This week’s bikes come in all shapes and sizes. We’ve got a Ducati Scrambler Cafe Racer from Poland, a Suzuki Thunder 125 chopper from Indonesia, and a custom mini-bike from a small Hungarian village. Plus we take a look at BMW Motorrad’s fourth Pure&Crafted show.
Ducati Scrambler 800 by Dixer Parts The oddly named Ducati Scrambler Cafe Racer was an attempt by Ducati to inject cafe racer styling into their Scrambler 800 platform—but it wasn’t nearly as cool as it could have been. Now the Polish workshop Dixer Parts have put their own spin on it, giving it a razor-sharp look, and upgrading its running gear in the process.
Dixer’s Scrambler actually uses Ducati’s OEM fuel tank, seat, removable tail cover and side covers, because those are the parts that actually look good. But they’ve transformed the bike visually with a new front fairing, mounted on special 3D printed brackets.
The Ducati’s killer new livery is noteworthy too. Laid down by Lukasz at LC Grafix, the black and gold paint actually has a holographic effect that pops when the light hits it just right.
But the biggest mod here is one of the subtlest. Dixer swapped the front end for the Showa forks and twin Tokico disc brakes from a Kawasaki ZX6-R. Dixer manufacturers brake discs that are most commonly used for stunt riding, so a pair of those went on too. This Scrambler now has much better stopping power than before, and a full range of adjustment on the forks.
The bike also has a custom mount for the ABS sensor (because there was nowhere to put it on the Kawasaki forks), and a custom-made rear sprocket.
It’s also sporting an LED headlight out front, and a Dixer Parts license plate bracket out front. Lower down is a meaty SC Project silencer, with a sprinkling of Rizoma and Motogadget parts.
It’s a subtle but well judged set of mods, which also shows just how close Ducati were to getting it right. [Dixer Parts]
Suzuki Thunder 125 by Batakastem Workshop One thing that always strikes us about the Indonesian custom scene is the love for, and level of creativity applied to, customizing smaller motorcycles. After all, how many other places in the world will you find a chopper built from a humble commuter bike?
This stunner comes from Indonesia’s Batakastem Workshop, and uses a modest Suzuki Thunder 125 as its donor. “Since we love to create original concepts,” says shop owner Abraham Simatupang, “we combined two classic motorcycle styles—the bobber and the chopper.”
Dubbed ‘Sondang’ (which translates as ‘song’), this petite chop only really uses the Thunder’s motor and forks. The engine’s not stock though: it’s been upgraded with the four-valve head from a Hyosung RX 125. The carb’s from TK Racing, and the exhaust is a free-flowing stainless steel arrangement.
Batakastem fabricated a rigid frame to house it, topped off with a gloss silver finish. The wheels were pieced together using custom-made hubs, stainless steel spokes and 19F/17R aluminum rims.

· · · · · · ·

*TASK LIST:*
1. From the custom motorcycle article, print the passage starting at "It’s also sporting" and ending at "and Motogadget parts.".
2. According to the custom motorcycle article, which original Ducati parts does the Dixer Parts Scrambler retain? List each one.

*PROVIDED DATA:*
· · · · · · ·

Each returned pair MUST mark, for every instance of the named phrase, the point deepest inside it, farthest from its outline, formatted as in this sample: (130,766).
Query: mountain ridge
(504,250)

· · · · · · ·

*EXPECTED RESULTS:*
1.
It’s also sporting an LED headlight out front, and a Dixer Parts license plate bracket out front. Lower down is a meaty SC Project silencer, with a sprinkling of Rizoma and Motogadget parts.

2.
- Fuel tank
- Seat
- Removable tail cover
- Side covers